[Recorded data]
• • • • •

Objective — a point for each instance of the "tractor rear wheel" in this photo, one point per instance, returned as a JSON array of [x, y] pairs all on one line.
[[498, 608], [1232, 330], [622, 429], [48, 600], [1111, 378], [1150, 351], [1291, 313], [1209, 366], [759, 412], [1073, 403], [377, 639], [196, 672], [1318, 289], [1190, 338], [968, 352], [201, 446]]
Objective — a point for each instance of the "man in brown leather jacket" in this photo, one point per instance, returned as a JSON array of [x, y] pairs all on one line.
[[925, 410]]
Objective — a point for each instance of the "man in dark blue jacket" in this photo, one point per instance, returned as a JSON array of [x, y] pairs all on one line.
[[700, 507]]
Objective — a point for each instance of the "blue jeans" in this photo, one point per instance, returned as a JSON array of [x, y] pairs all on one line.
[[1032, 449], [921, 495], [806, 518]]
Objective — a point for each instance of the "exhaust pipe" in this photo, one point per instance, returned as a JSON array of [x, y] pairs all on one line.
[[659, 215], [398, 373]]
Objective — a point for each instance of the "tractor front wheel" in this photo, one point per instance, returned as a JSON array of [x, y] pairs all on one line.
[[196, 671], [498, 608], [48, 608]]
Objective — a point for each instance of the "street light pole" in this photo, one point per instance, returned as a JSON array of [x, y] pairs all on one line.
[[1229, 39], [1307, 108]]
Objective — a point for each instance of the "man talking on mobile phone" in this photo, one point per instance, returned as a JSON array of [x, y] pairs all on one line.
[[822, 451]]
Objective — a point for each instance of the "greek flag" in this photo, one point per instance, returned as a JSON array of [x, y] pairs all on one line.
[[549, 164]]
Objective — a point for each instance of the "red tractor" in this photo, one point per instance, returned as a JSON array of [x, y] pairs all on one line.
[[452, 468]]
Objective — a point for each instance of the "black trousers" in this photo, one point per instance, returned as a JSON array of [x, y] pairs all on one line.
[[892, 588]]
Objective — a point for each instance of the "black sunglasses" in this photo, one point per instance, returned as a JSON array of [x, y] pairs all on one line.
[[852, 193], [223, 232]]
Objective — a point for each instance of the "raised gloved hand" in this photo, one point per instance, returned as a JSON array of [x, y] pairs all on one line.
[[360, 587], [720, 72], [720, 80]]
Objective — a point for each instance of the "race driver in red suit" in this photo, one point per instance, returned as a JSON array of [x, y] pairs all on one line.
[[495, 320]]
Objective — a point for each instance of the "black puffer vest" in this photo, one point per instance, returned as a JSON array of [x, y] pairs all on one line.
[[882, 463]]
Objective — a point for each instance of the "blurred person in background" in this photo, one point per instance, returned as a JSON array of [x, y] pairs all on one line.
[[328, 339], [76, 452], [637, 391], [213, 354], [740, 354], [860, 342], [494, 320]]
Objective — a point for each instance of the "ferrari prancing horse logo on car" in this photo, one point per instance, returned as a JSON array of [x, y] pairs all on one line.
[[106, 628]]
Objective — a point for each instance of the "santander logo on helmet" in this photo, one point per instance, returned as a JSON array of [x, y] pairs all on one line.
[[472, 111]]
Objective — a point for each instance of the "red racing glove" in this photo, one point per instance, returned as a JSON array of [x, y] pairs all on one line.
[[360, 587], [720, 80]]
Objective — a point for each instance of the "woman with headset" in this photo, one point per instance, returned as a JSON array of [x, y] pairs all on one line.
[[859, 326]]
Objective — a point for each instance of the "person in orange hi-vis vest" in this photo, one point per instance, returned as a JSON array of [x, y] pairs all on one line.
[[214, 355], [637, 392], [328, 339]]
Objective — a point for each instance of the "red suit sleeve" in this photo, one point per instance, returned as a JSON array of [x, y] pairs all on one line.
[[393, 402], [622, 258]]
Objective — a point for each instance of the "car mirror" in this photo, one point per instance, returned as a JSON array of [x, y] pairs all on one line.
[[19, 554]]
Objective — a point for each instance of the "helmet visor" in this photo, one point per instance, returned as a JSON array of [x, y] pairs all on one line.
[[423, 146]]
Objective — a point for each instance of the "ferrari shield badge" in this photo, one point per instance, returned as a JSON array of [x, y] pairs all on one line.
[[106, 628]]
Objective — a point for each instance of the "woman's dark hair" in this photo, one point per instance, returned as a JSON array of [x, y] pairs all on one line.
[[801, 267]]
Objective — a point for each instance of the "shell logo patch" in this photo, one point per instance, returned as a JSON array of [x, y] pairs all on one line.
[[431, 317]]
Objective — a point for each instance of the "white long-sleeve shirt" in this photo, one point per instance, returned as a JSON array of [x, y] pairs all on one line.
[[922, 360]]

• • • • •

## Problem description
Please output the entries above, every line exactly as it reads.

## Response
Objective — a point for each instance of the "tractor rear wheel" in this photo, one point per instance, returned as a JSON array of [x, y] pairs all on one line.
[[498, 608], [1232, 330], [622, 429], [48, 600], [1111, 378], [1150, 351], [1291, 313], [1209, 366], [759, 412], [1073, 403], [377, 639], [196, 672], [1318, 289], [1190, 338], [968, 352], [201, 446]]
Objective — a point for each instance of the "man in brown leather jacket" in this photo, one point per instance, returned as a JSON array of [x, y] pairs all on one line.
[[925, 410]]
Objective — a point for each instance of the "man in dark blue jacket" in this photo, one point per instance, returned as a JSON array of [x, y] pairs all on one line.
[[700, 507]]
Objective — a point for each instance of the "blue jeans" in this photo, one point per instance, returned as a JSON array of [x, y] pairs all on one line.
[[1032, 449], [921, 495], [806, 518]]
Objective — a point for each instance of the "exhaust pipe" in this photo, one point per instance, returned as a JSON array of [x, y] pairs all on one line.
[[659, 215], [398, 373]]
Objective — a point for each instance of the "tractor front wheel" in this photo, one point per instance, returned as a JSON array of [x, y] pairs all on one line.
[[196, 671], [498, 608], [48, 608]]
Objective — a point for each instance of the "street light pole" in this photo, one point per instance, returned as a JSON array of [x, y] pairs all on one line.
[[1229, 39], [1307, 108]]
Objective — a point for each instance of the "man talking on mobile phone" in this photo, one point per instance, returned as a JSON array of [x, y] pairs all on one line.
[[822, 451]]
Objective — a point for each instance of the "greek flag" in this photo, one point per instance, returned as a JSON array of [x, y] pairs all on one line.
[[549, 164]]
Objective — a point for each instance of the "red tractor" in this photo, one point per instance, returned as a JSON array of [x, y] pairs all on one line.
[[452, 468]]
Objective — a point for each instance of the "black trousers" in this photo, one point per instance, returned as a JSON array of [x, y] pairs all on one line.
[[892, 588]]
Objective — a point for each instance of the "black sunglasses" in this photo, one point per instance, returned as a JSON array of [x, y] pairs all on one line.
[[852, 193], [223, 232]]
Objective — a point for each instance of the "raised gloved hand" in this photo, one point per instance, returned as a JSON array of [x, y] pairs all on one line.
[[360, 587], [720, 72], [720, 80]]
Objective — a point for each instance of the "race driver in red suit" in this photo, one point per instance, returned as a JSON array of [x, y] pairs all on one line.
[[495, 320]]
Objective — a point for each instance of the "black puffer vest" in this photo, one point per instance, returned as a JSON array of [x, y] pairs all on one line.
[[882, 463]]
Objective — a point for each instance of the "blurred person in background" in this photo, one point per instance, returned as a JSON array of [x, y] pairs all on one line.
[[328, 339], [76, 452], [637, 391], [213, 354], [740, 354], [860, 342], [494, 320]]
Objective — a point for each instance of the "ferrari prancing horse logo on car" in this photo, one point per instance, returned as a JSON array of [x, y] pairs all on one line.
[[106, 628]]
Objective — a point for each instance of the "santander logo on helmet" in this photo, one point per instance, returned as a JSON array of [x, y] pairs all on one line.
[[472, 111]]
Objective — a point for each instance of the "red racing glove" in this photo, one point per instance, returned as a JSON array of [x, y] pairs all on one line.
[[360, 587], [720, 80]]
Objective — a point for each instance of the "woman with headset" in this photo, one point per instance, returned as a JSON array of [x, y] pairs all on one line.
[[859, 326]]
Objective — a point for each instance of the "person in orange hi-vis vest" in this photo, one point per instance, returned as a JSON array of [x, y] pairs all on one line.
[[214, 355], [637, 392], [328, 339]]
Objective — a point for each instance of the "red suit sleeve" in this photo, one point per instance, returned as a JSON array of [x, y] pairs all on one line.
[[393, 402], [622, 258]]
Objective — a point for each instance of the "car mirror" in this photo, one point per instance, returned as a JSON array of [x, y] pairs all on one line.
[[19, 554]]
Objective — a point for each instance of the "helmet visor" in this photo, one point per instance, returned as a JSON array of [x, y] pairs all on one line.
[[423, 146]]
Objective — a point for each instance of the "ferrari shield badge" in this photo, one point per instance, returned as a JSON array of [x, y] pairs all on one line.
[[106, 628]]
Objective — a point for each instance of the "woman's dark hair" in this photo, one point per instance, returned as a JSON array of [x, y] pairs all on one line.
[[801, 267]]
Objective — a point for each instance of the "shell logo patch" in this photo, one point per instance, returned as a JSON array of [x, y] pairs all on one line.
[[431, 317]]
Objective — a point for each instance of the "white long-sleeve shirt" in this photo, one point per instance, returned as a JSON array of [x, y] pairs all on one line.
[[922, 360]]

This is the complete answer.